# WHAT YOU HAVE TO DO:
I'd like every record written out again, exactly as it is.

# EXCERPTED DATA:
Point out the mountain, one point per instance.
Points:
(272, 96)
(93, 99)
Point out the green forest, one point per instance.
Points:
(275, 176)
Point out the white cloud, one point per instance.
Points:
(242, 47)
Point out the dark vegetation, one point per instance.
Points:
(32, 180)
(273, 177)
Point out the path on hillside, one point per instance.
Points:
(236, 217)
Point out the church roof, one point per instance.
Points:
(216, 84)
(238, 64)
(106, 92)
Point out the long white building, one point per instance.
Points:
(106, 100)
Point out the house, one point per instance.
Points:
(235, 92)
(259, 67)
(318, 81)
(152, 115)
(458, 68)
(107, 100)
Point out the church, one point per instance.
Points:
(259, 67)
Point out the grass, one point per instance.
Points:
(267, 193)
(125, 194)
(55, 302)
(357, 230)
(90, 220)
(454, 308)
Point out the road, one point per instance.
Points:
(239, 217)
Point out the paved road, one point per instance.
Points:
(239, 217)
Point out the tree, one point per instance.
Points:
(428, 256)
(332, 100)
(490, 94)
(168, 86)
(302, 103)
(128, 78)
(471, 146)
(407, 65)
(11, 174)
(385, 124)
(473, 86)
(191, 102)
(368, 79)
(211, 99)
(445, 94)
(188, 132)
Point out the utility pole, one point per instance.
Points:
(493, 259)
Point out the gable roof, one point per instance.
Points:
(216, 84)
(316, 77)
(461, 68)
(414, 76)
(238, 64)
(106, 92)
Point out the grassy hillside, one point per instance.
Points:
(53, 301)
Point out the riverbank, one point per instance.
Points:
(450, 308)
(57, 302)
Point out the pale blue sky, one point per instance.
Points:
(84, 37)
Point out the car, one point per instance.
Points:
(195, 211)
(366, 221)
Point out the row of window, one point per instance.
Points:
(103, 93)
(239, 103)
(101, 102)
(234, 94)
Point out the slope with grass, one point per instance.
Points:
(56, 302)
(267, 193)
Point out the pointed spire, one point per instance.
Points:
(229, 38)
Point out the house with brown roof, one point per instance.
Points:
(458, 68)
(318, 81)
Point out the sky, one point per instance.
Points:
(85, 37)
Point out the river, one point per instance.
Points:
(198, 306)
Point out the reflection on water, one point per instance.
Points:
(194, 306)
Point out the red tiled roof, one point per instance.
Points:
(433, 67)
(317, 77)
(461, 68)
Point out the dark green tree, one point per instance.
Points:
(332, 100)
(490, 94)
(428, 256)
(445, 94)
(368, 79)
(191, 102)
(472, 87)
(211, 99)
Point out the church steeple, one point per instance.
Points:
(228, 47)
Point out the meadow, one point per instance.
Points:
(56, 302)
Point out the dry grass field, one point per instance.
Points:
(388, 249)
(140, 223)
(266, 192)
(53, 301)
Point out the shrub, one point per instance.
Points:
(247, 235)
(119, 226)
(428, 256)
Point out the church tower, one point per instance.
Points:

# YOUR RESPONSE:
Point out the mountain, one point per instance.
Points:
(272, 96)
(93, 99)
Point out the green forest, one point per instance.
Points:
(275, 176)
Point out the white cloud, one point per instance.
Points:
(242, 47)
Point out the dark vegetation, one point per instance.
Points:
(32, 180)
(273, 177)
Point out the path on hillside, one point per instance.
Points:
(236, 217)
Point out the church roof, one point per instance.
Points:
(216, 84)
(238, 64)
(106, 92)
Point out the long white building, one point per instance.
Points:
(106, 100)
Point out the house, one point per instance.
Points:
(235, 92)
(259, 67)
(318, 81)
(152, 115)
(458, 68)
(107, 100)
Point out the church, one point per instance.
Points:
(259, 67)
Point out the grass, one point per instance.
Points:
(267, 193)
(125, 194)
(55, 302)
(357, 230)
(90, 220)
(454, 308)
Point out the road, one point per instance.
Points:
(239, 217)
Point out the paved road, one point per instance.
Points:
(239, 217)
Point out the tree, one point per instance.
Points:
(428, 256)
(332, 100)
(490, 94)
(168, 86)
(302, 103)
(128, 78)
(471, 146)
(407, 65)
(11, 174)
(385, 124)
(473, 86)
(191, 102)
(368, 79)
(211, 99)
(445, 94)
(188, 132)
Point out the utility pole, one point per instance.
Points:
(493, 259)
Point out the gable roof, one point per instance.
Points:
(216, 84)
(316, 77)
(461, 68)
(414, 76)
(238, 64)
(106, 92)
Point out the grassy hillside, one point per instance.
Points:
(53, 301)
Point out the riverbank, one point per instance.
Points:
(450, 308)
(57, 302)
Point out the pale blue sky, one point per instance.
Points:
(84, 37)
Point out the car, one point per instance.
Points:
(195, 211)
(366, 221)
Point out the row of window, one point per instance.
Points:
(103, 93)
(239, 103)
(101, 102)
(234, 94)
Point out the slope with grass, one point per instance.
Points:
(56, 302)
(267, 193)
Point out the pointed spire, one point per instance.
Points:
(229, 38)
Point out the house with brown roof, one point per instance.
Points:
(458, 68)
(318, 81)
Point out the sky, one point per instance.
Points:
(85, 37)
Point out the river, one point per instance.
Points:
(198, 306)
Point out the reflection on water, one point per instance.
Points:
(194, 306)
Point out the red tiled roof, one point per instance.
Points:
(433, 67)
(317, 77)
(461, 68)
Point out the dark green tree, one point per instance.
Points:
(332, 100)
(490, 94)
(428, 256)
(445, 94)
(368, 79)
(191, 102)
(472, 87)
(211, 99)
Point out the church steeple, one point per instance.
Points:
(228, 47)
Point out the meadow, one point per instance.
Points:
(56, 302)
Point out the dry grass field, one point per instance.
Points:
(388, 249)
(140, 223)
(266, 192)
(53, 301)
Point out the shrub, one point per instance.
Points:
(247, 235)
(119, 226)
(428, 256)
Point out the church tower, one point per instance.
Points:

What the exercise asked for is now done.